[Directions]: Copy out exactly every line from the line containing "[point] every instance of the shoelace" until the records below end, inclusive of both boundary lines.

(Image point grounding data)
▼▼▼
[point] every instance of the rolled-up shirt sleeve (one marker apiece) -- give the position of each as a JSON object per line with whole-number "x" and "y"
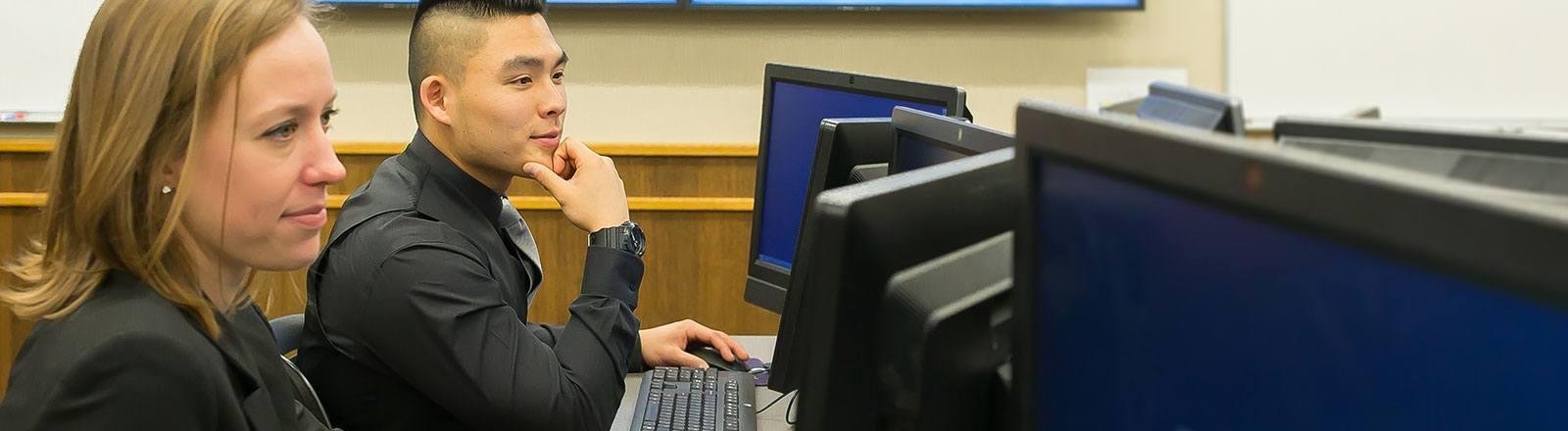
{"x": 449, "y": 333}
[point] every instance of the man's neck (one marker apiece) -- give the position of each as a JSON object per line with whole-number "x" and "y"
{"x": 443, "y": 141}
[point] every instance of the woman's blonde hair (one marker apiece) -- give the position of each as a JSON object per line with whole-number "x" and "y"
{"x": 149, "y": 74}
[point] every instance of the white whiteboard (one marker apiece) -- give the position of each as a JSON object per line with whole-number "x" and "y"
{"x": 1460, "y": 62}
{"x": 39, "y": 41}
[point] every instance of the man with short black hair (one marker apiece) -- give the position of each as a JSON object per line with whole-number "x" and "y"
{"x": 417, "y": 308}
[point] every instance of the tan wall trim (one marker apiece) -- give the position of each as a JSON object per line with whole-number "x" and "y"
{"x": 613, "y": 149}
{"x": 25, "y": 146}
{"x": 522, "y": 203}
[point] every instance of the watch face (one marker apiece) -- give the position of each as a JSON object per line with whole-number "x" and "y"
{"x": 637, "y": 239}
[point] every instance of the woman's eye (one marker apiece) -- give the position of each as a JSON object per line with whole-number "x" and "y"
{"x": 326, "y": 120}
{"x": 282, "y": 132}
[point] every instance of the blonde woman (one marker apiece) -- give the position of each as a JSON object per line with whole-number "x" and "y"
{"x": 192, "y": 153}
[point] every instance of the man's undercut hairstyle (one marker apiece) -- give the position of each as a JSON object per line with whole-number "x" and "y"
{"x": 446, "y": 35}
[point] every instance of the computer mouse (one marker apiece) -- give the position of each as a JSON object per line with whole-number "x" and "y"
{"x": 717, "y": 359}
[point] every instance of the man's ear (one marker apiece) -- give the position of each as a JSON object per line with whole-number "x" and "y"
{"x": 435, "y": 98}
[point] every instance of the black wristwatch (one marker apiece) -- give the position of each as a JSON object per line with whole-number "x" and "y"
{"x": 626, "y": 237}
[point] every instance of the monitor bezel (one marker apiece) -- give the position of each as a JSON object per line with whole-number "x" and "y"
{"x": 951, "y": 133}
{"x": 549, "y": 5}
{"x": 909, "y": 8}
{"x": 767, "y": 284}
{"x": 1502, "y": 242}
{"x": 1432, "y": 137}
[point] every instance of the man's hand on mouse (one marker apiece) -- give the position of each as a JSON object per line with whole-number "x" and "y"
{"x": 666, "y": 345}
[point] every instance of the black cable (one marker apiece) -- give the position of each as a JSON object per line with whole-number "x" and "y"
{"x": 775, "y": 402}
{"x": 788, "y": 419}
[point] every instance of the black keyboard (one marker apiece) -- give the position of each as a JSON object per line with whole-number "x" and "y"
{"x": 692, "y": 399}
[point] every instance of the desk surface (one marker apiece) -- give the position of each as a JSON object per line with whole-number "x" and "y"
{"x": 758, "y": 347}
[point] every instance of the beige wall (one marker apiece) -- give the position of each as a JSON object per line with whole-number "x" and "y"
{"x": 695, "y": 77}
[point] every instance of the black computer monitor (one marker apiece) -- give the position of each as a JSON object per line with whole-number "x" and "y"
{"x": 794, "y": 104}
{"x": 1183, "y": 106}
{"x": 1507, "y": 161}
{"x": 843, "y": 145}
{"x": 857, "y": 237}
{"x": 1168, "y": 279}
{"x": 925, "y": 140}
{"x": 943, "y": 339}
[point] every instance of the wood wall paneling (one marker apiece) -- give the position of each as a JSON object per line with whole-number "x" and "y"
{"x": 692, "y": 200}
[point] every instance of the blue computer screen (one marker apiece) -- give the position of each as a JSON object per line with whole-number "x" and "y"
{"x": 914, "y": 153}
{"x": 796, "y": 120}
{"x": 980, "y": 4}
{"x": 1157, "y": 312}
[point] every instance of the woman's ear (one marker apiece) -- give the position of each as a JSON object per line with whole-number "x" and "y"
{"x": 172, "y": 174}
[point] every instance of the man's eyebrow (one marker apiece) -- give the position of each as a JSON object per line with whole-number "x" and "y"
{"x": 525, "y": 62}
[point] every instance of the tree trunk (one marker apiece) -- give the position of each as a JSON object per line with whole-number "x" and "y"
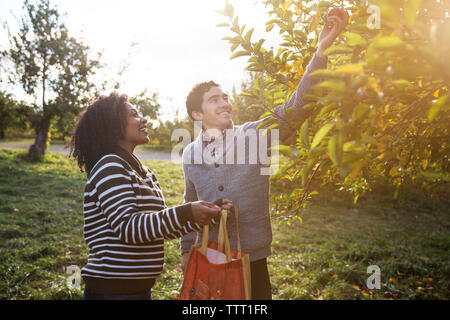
{"x": 38, "y": 148}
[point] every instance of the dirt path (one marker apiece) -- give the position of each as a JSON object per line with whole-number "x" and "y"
{"x": 140, "y": 153}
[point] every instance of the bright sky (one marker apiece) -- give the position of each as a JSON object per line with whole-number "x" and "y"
{"x": 168, "y": 45}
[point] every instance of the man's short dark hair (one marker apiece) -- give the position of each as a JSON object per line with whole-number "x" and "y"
{"x": 194, "y": 99}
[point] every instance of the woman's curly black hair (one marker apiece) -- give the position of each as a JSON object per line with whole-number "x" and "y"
{"x": 99, "y": 129}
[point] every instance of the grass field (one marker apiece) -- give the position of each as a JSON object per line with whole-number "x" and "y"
{"x": 324, "y": 257}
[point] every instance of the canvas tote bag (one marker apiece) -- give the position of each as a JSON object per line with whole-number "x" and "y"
{"x": 214, "y": 272}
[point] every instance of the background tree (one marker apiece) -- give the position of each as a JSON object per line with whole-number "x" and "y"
{"x": 52, "y": 65}
{"x": 9, "y": 113}
{"x": 147, "y": 103}
{"x": 382, "y": 107}
{"x": 245, "y": 107}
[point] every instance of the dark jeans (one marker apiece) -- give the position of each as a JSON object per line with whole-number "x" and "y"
{"x": 261, "y": 287}
{"x": 89, "y": 295}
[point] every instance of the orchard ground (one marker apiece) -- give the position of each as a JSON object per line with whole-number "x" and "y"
{"x": 324, "y": 257}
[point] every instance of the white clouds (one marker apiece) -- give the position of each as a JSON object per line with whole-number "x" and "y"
{"x": 177, "y": 42}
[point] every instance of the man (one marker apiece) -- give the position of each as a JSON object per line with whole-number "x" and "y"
{"x": 213, "y": 176}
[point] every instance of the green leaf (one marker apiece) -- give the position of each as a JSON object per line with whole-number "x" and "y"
{"x": 337, "y": 49}
{"x": 438, "y": 105}
{"x": 390, "y": 42}
{"x": 321, "y": 134}
{"x": 234, "y": 46}
{"x": 335, "y": 149}
{"x": 239, "y": 54}
{"x": 304, "y": 138}
{"x": 354, "y": 39}
{"x": 411, "y": 8}
{"x": 324, "y": 74}
{"x": 248, "y": 35}
{"x": 272, "y": 126}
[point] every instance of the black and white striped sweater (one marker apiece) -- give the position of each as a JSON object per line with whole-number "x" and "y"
{"x": 125, "y": 224}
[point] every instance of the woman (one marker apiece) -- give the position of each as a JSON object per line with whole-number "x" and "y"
{"x": 125, "y": 216}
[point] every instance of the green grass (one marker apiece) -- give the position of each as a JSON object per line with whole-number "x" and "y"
{"x": 324, "y": 257}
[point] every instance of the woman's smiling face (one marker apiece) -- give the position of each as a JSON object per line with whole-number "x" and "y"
{"x": 136, "y": 132}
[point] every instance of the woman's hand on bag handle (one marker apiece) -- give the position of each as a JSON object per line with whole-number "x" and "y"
{"x": 203, "y": 212}
{"x": 227, "y": 205}
{"x": 184, "y": 261}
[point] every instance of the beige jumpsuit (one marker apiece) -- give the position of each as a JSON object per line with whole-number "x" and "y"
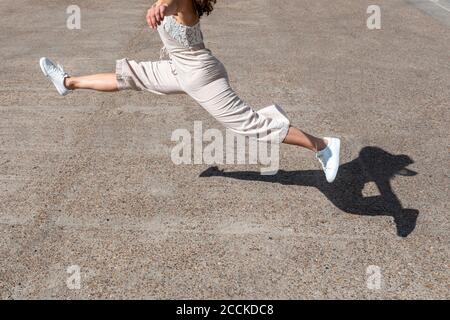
{"x": 192, "y": 69}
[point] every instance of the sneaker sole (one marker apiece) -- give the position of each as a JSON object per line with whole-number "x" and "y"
{"x": 41, "y": 64}
{"x": 338, "y": 151}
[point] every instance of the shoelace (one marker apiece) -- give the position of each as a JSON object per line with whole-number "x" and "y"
{"x": 55, "y": 69}
{"x": 320, "y": 157}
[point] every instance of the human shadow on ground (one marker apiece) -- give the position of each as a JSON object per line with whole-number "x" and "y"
{"x": 346, "y": 193}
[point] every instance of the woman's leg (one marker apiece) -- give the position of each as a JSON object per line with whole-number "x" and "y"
▲▲▲
[Answer to this exercise]:
[point] every instance of the shoelace (one marker apiece) -- give the position of each as a JSON object per line with whole-number "x" and "y"
{"x": 55, "y": 69}
{"x": 320, "y": 157}
[point] every instance of the human shadow on ground (one marker apiece) -- give the position of each as a JSON object per line with whole-number "x" and "y"
{"x": 346, "y": 193}
[point] every instance of the woman's leg (one marker apiece) -- give the position of each as a JSON object per line with whole-number "x" and "y"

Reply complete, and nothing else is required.